→ **Source excerpt**
* START *

In addition to the changes in reserving and solvency calculations, a number of regions are also strengthening their risk management efforts (e.g., China with C-ROSS). This exemplifies how regulators are paying more attention to embedding risk management activities in the business. They look to ensure that senior management has sufficient oversight to allow them to consider and discharge their fiduciary responsibilities. It is important that organizations have an operational infrastructure and that the risk profile is within business risk appetite levels.

What does this mean for insurers?

Advances in regulation in the Asia-Pacific region
are far-reaching. The implications are expected to improve the way businesses will operate to create long-term sustainability. These implications, in our view, will affect product offerings, investment strategy, capital utilization, risk transfer opportunities and infrastructure.

In particular, we foresee several implications:

• Robust regulatory framework will provide comfort to the overall financial soundness of the insurance industry. However, the cost of regulatory compliance is expected to increase significantly.

• Changing regulations will provide more room for innovation and incentives to enhance or change organizational metrics. Better-managed companies will potentially benefit from lower capital requirements, making their products more attractive.

• Companies traditionally focusing on new business value will have to rethink the continuing profitability of past years and will need to understand options available for in-force value management. This will be particularly crucial given that existing forms of new business may be capital-intensive.

• A better understanding of the business risk profile will be needed. This will necessitate implementing sophisticated techniques in modeling/optimizing risk- adjusted returns and outlining a more systematic process for risk appetite.

• Investment will be required to enhance the modeling and reporting systems to meet regulatory timelines.

• Convergence of regulations toward RBC will also mean that there is less disparity between local and foreign players. This will make Asia-Pacific insurance markets potentially more attractive for foreign investments. Moreover, customers may eventually benefit from new ideas and solutions from both foreign and domestic insurers. This will create a healthy competitive market place for policyholders.

Challenges and opportunities

Based on experience in more developed insurance markets, changes in regulations produce both challenges and opportunities for insurers. In the short term, it is anticipated that there will be more investment demands on insurance companies. Insurers have the prerogative to make the best use of these investments to define long-term opportunities.

In Europe, for example, some insurers have used Solvency II as a means to further enhance their risk management systems, capital allocation mechanisms and reporting infrastructure, and redefine their key performance Indicators. This, in turn, has convinced shareholders and analysts that investments because of regulatory changes should not be for mere compliance, but rather as a means of enhancing competitive advantage. We believe that insurers in Asia-Pacific should draw upon the experiences and challenges in more developed markets to establish an approach for Asia-Pacific markets that considers regulation, economic nuances and the purchasing behavior of policyholders.

* END *

→ **Source data**
* START *

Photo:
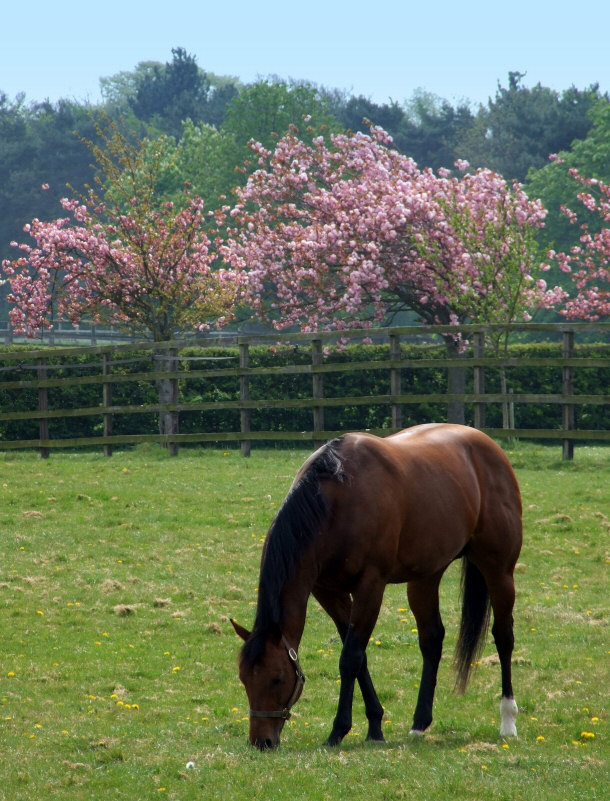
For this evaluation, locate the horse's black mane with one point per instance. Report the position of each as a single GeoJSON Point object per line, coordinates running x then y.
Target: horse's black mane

* END *

→ **To do**
a - Please extract from the insurance regulation text the part that opens with the words containing "In Europe, for" and closes with "behavior of policyholders.".
b - Summarize the insurance regulation text in two sentences.

→ **Outputs**
a -
In Europe, for example, some insurers have used Solvency II as a means to further enhance their risk management systems, capital allocation mechanisms and reporting infrastructure, and redefine their key performance Indicators. This, in turn, has convinced shareholders and analysts that investments because of regulatory changes should not be for mere compliance, but rather as a means of enhancing competitive advantage. We believe that insurers in Asia-Pacific should draw upon the experiences and challenges in more developed markets to establish an approach for Asia-Pacific markets that considers regulation, economic nuances and the purchasing behavior of policyholders.

b - A number of regions, including China, are strengthening risk management alongside changes in reserving and solvency calculations, and these far-reaching regulatory advances in Asia-Pacific are expected to affect insurers' product offerings, investment strategy, capital utilization, risk transfer opportunities and infrastructure. While compliance costs and short-term investment demands will rise, insurers can use these investments for long-term opportunities, as some European insurers did with Solvency II by enhancing their risk management, capital allocation and reporting.